### EXERCISE REQUIREMENTS
Both the line below containing "Each instance receives one keypoint. Mark the jagged" and the line containing "Each instance receives one keypoint. Mark the dark evergreen", along with every line between them, should be repeated exactly; no other line belongs in the answer.

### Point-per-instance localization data

━━━━━━━━━━━━━━━━━━━━

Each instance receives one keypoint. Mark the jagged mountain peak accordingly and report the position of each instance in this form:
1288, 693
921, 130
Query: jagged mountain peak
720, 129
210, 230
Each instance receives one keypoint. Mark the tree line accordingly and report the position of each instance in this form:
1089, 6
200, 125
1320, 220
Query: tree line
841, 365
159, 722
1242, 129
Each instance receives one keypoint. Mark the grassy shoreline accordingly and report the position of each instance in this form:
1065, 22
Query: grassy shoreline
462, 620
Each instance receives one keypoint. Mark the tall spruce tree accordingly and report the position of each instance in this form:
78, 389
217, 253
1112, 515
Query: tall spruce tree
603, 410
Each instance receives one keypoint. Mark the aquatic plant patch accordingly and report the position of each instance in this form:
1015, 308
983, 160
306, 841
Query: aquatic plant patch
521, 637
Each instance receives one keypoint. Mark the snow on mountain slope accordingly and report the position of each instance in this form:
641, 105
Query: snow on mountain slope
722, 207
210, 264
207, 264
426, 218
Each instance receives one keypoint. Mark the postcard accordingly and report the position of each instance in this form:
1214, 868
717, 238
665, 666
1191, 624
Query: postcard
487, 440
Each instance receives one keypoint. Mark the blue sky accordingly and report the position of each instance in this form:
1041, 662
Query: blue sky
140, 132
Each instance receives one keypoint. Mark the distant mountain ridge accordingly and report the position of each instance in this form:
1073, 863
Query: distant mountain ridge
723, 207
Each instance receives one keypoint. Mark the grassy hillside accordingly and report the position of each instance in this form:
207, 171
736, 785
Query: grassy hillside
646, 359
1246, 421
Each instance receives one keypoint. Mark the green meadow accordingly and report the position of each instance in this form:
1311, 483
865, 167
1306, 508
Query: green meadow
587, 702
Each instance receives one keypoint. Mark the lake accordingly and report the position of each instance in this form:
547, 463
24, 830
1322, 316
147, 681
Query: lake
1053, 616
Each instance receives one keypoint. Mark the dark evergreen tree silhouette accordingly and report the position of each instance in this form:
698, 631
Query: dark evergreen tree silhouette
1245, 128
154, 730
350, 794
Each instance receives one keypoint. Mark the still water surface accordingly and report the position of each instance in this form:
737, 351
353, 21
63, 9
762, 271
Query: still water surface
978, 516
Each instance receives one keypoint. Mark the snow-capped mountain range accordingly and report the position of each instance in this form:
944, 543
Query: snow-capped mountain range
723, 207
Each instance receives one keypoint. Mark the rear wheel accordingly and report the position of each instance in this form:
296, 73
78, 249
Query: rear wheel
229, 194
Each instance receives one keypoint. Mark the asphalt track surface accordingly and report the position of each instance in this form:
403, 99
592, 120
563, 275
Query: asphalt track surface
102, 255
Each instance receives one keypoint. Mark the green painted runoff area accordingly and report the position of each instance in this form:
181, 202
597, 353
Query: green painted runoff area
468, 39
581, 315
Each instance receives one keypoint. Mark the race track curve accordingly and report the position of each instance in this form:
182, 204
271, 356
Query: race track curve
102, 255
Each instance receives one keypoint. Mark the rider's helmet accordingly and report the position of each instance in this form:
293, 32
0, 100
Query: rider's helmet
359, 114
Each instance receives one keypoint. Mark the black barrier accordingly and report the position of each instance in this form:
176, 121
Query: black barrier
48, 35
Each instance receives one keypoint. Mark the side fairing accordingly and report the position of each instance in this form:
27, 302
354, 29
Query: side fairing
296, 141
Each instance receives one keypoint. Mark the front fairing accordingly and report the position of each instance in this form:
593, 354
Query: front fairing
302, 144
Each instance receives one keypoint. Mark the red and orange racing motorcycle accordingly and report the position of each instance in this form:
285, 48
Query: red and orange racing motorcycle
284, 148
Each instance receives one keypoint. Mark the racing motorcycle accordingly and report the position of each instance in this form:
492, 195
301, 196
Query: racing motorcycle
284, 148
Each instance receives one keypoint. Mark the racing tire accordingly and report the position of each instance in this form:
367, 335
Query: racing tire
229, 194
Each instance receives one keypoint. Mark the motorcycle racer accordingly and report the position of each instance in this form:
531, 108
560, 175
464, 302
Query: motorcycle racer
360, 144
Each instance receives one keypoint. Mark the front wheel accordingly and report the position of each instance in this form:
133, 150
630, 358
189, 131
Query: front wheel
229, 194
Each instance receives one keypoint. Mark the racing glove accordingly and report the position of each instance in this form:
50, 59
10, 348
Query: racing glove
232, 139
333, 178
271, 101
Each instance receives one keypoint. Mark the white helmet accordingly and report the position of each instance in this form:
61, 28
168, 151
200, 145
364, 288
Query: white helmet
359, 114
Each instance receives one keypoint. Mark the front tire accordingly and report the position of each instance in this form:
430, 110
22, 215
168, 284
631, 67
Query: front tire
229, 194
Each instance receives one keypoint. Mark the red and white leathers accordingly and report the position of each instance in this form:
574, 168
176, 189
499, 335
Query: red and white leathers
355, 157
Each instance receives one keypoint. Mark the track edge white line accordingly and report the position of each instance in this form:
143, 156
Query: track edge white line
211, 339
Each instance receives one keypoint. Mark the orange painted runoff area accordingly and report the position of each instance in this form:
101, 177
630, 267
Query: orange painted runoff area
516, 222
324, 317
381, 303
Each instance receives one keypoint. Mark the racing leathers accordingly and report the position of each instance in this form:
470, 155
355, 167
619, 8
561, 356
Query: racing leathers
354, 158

━━━━━━━━━━━━━━━━━━━━

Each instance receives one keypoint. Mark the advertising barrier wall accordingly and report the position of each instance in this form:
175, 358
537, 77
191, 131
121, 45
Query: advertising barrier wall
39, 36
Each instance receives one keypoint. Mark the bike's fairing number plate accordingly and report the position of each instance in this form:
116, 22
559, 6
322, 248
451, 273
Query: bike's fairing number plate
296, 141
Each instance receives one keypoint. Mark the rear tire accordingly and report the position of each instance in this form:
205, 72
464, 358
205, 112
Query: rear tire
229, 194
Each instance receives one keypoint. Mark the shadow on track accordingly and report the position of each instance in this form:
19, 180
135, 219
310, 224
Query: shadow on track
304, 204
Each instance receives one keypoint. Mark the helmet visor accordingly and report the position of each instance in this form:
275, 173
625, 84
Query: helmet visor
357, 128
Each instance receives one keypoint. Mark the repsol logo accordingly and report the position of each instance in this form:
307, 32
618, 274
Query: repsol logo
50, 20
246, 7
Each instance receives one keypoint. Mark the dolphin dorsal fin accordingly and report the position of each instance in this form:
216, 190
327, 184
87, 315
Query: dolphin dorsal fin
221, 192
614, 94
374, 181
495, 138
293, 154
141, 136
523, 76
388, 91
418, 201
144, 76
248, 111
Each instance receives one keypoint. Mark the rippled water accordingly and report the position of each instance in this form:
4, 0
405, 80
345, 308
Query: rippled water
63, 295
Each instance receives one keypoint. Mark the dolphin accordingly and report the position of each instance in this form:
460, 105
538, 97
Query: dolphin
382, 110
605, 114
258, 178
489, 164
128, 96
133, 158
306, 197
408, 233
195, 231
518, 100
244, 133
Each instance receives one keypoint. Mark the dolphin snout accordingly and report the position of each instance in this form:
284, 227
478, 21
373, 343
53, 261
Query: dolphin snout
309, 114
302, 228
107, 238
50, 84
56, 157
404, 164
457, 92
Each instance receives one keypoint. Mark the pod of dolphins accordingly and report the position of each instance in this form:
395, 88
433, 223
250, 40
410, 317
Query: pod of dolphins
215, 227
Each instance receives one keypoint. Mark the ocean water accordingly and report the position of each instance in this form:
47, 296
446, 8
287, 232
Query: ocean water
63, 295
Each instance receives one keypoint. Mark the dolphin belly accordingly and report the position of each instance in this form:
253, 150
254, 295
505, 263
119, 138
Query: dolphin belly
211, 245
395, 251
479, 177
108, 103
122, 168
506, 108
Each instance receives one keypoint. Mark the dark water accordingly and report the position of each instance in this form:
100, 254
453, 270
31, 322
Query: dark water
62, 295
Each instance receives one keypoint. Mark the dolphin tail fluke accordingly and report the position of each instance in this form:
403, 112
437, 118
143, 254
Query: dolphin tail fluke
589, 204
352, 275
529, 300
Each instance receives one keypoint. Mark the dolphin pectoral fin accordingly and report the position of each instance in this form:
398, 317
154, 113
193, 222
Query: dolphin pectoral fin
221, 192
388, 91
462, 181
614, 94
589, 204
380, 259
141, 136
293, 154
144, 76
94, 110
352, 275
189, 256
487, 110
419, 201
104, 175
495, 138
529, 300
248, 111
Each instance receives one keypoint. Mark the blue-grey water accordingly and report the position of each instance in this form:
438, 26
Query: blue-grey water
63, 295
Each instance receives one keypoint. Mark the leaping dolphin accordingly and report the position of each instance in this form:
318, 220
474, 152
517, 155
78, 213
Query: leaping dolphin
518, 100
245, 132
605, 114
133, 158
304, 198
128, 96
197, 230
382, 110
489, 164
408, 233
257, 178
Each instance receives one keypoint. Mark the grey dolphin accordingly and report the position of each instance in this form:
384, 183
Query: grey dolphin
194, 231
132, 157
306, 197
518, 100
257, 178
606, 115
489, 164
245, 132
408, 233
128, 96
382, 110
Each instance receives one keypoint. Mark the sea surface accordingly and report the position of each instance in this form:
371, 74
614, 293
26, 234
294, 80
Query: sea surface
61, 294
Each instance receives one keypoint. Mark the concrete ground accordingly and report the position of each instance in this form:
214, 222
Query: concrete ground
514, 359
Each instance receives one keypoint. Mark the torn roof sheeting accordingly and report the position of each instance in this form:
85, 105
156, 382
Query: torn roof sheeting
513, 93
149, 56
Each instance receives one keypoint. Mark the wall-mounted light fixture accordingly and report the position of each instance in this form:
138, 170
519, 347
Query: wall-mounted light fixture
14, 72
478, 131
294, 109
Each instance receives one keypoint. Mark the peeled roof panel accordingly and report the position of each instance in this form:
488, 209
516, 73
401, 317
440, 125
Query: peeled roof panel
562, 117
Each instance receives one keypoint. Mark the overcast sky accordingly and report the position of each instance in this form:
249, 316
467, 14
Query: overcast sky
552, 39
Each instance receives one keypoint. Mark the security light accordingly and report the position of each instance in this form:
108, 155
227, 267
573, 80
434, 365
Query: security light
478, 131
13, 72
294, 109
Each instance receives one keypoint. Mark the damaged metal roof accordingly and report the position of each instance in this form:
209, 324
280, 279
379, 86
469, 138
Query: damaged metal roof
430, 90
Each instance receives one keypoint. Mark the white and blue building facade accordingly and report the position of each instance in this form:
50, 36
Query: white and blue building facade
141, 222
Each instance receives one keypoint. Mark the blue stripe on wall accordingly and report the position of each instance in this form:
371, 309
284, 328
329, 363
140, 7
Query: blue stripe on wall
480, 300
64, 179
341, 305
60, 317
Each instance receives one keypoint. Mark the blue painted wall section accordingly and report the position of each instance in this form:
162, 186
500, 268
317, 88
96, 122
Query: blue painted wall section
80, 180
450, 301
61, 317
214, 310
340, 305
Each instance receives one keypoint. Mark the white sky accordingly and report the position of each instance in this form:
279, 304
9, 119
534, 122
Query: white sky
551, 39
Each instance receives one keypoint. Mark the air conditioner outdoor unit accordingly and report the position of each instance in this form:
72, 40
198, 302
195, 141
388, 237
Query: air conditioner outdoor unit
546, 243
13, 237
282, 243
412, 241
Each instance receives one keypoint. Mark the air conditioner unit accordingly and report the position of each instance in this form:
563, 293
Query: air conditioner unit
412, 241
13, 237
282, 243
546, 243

━━━━━━━━━━━━━━━━━━━━

### WRITTEN SOLUTION
Each instance receives one keypoint. Mark the jagged mountain peak accordingly and report the position of each instance in this form:
1288, 693
921, 130
Query: jagged mountain peak
720, 129
210, 230
Each instance receives one keypoint. Mark the tree line accordingly and report the position of each instance in this form:
1089, 6
200, 125
1320, 220
Query: tree line
841, 365
159, 722
1242, 129
Each instance receives one keypoint. Mark the grassy shoreline accordingly and report the position of each instance in this form:
1065, 22
Query: grassy shoreline
462, 620
Each instance receives one keypoint. Mark the tall spruce tree accordingly and report the position of each instance in this form:
78, 389
217, 253
1112, 515
Query: tall spruce tree
603, 410
Each instance receives one keypoint. Mark the aquatic plant patch accordingly and report the position of each instance in this form:
1015, 308
983, 160
306, 841
Query: aquatic plant patch
521, 637
Each instance receives one keypoint. Mark the snow on mountain slope accordingly and report the position of each instance in this form:
641, 105
Query: snow on mountain slope
722, 207
210, 264
207, 264
426, 218
Each instance receives one keypoint. Mark the postcard accordingly and report the position of each instance in this form:
1214, 868
717, 238
665, 666
1191, 624
Query: postcard
487, 440
Each instance receives one keypoint. Mark the blue sky accordingly and report the position of each instance in this form:
1041, 662
Query: blue sky
140, 132
Each instance receives one keypoint. Mark the distant mountain ridge accordingly and report the position of each instance in this form:
1073, 863
Query: distant mountain ridge
723, 207
Each instance receives one keypoint. Mark the grassy hillside accordingly and report the position of each instance in this form:
207, 171
736, 785
Query: grassy hillside
646, 359
1246, 421
Each instance receives one keypoint. Mark the green meadow accordingly and report the position of each instance in this form:
1311, 483
865, 167
1306, 508
Query: green meadow
587, 702
Each instance receives one keypoint. Mark the lake accordingly and report the position of each instance in this form:
547, 463
24, 830
1322, 316
147, 681
Query: lake
1053, 616
Each instance receives one keypoint. Mark the dark evergreen tree silhouette accordingly and report the position of each instance in this form:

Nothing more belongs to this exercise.